Opdracht ::
Noem alle bloeddrukcategorieën die de tekst over de Hordaland Health Study definieert. Geef bij elke categorie de grenswaarden die de tekst noemt.

Aangeleverde tekst ::
Data van de populatie-gebaseerde Hordaland Health Study (in het westen van Noorwegen) werden gebruikt. Inwoners geboren in 1950-52 werden uitgenodigd voor het eerste onderzoek in 1992-1993. Voor deze analyse werden individuen met een geschiedenis van MI of behandeld voor hypertensie uitgesloten, waarna 6381 vrouwen en 5948 mannen overbleven, met een gemiddelde baseline leeftijd van 41 jaar. BP werd gemeten tijdens het baseline bezoek in drievoud met 1 min intervallen door getrainde zorgmedewerkers nadat de deelnemers voor > 10 min gezeten hadden. Het gemiddelde van de laatste 2 metingen werd gebruikt voor de analyse. Normotensie werd gedefinieerd als SBP<130 mmHg en DBP <80 mmHg, stadium 1 hypertensie als SBP 130-139 mmHg en/of DBP 80-89 mmHg en stadium 2 hypertensie als SBP ≥140 mmHg en/of DBP ≥90 mmHg. Uitkomst was incidente ACS, gedefinieerd als ziekenhuisopname of sterfte met een acuut MI of onstabiele angina pectoris diagnose tijdens follow-up van 16 jaar.
Belangrijkste resultaten
- Lagere proportie van vrouwen dan mannen had hypertensie (respectievelijk 25% vs. 35% voor stadium 1 en 14% vs. 31% voor stadium 2 hypertensie, P<0.001).
- Vrouwen met stadium 1 hypertensie hadden een tweemaal verhoogd risico op ACS in vergelijking met normotensieve vrouwen (HR 2.18, 95%CI: 1.32-3.60) en vrouwen met stadium 2 hypertensie hadden een 3-voudig verhoogd risico op ACS. Correctie veranderde de resultaten niet.

Verzamelde gegevens ::
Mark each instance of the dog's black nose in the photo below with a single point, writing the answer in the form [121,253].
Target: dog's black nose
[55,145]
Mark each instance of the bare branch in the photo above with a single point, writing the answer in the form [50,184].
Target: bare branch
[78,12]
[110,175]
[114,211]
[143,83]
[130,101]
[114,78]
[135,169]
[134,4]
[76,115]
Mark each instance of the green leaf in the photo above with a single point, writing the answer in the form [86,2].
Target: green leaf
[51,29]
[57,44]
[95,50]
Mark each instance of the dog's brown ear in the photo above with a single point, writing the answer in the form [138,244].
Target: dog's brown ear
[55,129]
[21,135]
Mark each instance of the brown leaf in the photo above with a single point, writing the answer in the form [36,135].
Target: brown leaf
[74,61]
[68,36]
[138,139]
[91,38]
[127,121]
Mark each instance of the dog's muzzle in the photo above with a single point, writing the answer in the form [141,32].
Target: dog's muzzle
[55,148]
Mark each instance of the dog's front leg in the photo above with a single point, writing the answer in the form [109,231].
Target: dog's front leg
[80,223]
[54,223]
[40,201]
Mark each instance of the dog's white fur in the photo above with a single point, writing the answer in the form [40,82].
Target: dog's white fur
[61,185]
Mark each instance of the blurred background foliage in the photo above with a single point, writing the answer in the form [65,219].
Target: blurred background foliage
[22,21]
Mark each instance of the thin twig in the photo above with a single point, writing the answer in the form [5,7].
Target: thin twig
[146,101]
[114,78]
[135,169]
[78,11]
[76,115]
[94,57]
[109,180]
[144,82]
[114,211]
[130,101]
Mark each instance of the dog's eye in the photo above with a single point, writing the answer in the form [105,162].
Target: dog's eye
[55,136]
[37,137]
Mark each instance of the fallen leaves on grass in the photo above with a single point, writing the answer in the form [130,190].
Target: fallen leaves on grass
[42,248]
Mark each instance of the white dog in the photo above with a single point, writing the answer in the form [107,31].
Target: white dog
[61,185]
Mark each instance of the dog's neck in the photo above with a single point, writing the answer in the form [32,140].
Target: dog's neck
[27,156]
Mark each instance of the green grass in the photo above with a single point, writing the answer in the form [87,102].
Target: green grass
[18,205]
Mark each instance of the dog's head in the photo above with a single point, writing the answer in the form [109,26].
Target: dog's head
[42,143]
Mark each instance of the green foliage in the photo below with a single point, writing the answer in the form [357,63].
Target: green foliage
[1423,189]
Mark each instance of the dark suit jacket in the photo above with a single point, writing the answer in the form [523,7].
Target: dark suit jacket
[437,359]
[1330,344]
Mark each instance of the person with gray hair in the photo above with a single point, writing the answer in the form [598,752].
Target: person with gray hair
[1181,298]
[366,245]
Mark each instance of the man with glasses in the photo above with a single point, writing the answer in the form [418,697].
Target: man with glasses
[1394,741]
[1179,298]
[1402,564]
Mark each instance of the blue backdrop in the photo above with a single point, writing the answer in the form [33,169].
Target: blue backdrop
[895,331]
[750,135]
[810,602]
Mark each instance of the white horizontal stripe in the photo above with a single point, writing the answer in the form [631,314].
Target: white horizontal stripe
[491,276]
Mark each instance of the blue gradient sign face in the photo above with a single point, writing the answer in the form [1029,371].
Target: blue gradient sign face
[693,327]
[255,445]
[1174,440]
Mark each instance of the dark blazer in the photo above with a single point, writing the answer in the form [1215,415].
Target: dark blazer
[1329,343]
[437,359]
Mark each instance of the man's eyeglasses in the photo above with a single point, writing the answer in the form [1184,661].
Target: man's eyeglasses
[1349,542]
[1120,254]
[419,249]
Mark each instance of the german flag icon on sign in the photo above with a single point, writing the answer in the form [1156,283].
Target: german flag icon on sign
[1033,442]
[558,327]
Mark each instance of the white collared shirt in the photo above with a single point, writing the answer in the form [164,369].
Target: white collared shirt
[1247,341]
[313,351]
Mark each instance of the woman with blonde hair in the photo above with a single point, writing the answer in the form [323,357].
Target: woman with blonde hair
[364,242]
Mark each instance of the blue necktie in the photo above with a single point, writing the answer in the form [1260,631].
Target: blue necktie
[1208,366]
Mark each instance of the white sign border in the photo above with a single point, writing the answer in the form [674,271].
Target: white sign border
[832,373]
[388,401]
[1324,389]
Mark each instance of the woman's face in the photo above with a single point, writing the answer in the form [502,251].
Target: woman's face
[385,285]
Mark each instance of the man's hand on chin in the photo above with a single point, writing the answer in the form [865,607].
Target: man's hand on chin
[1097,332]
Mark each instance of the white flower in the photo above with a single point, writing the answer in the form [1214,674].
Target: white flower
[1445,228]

Antwoord ::
- Normotensie: SBP <130 mmHg en DBP <80 mmHg
- Stadium 1 hypertensie: SBP 130-139 mmHg en/of DBP 80-89 mmHg
- Stadium 2 hypertensie: SBP ≥140 mmHg en/of DBP ≥90 mmHg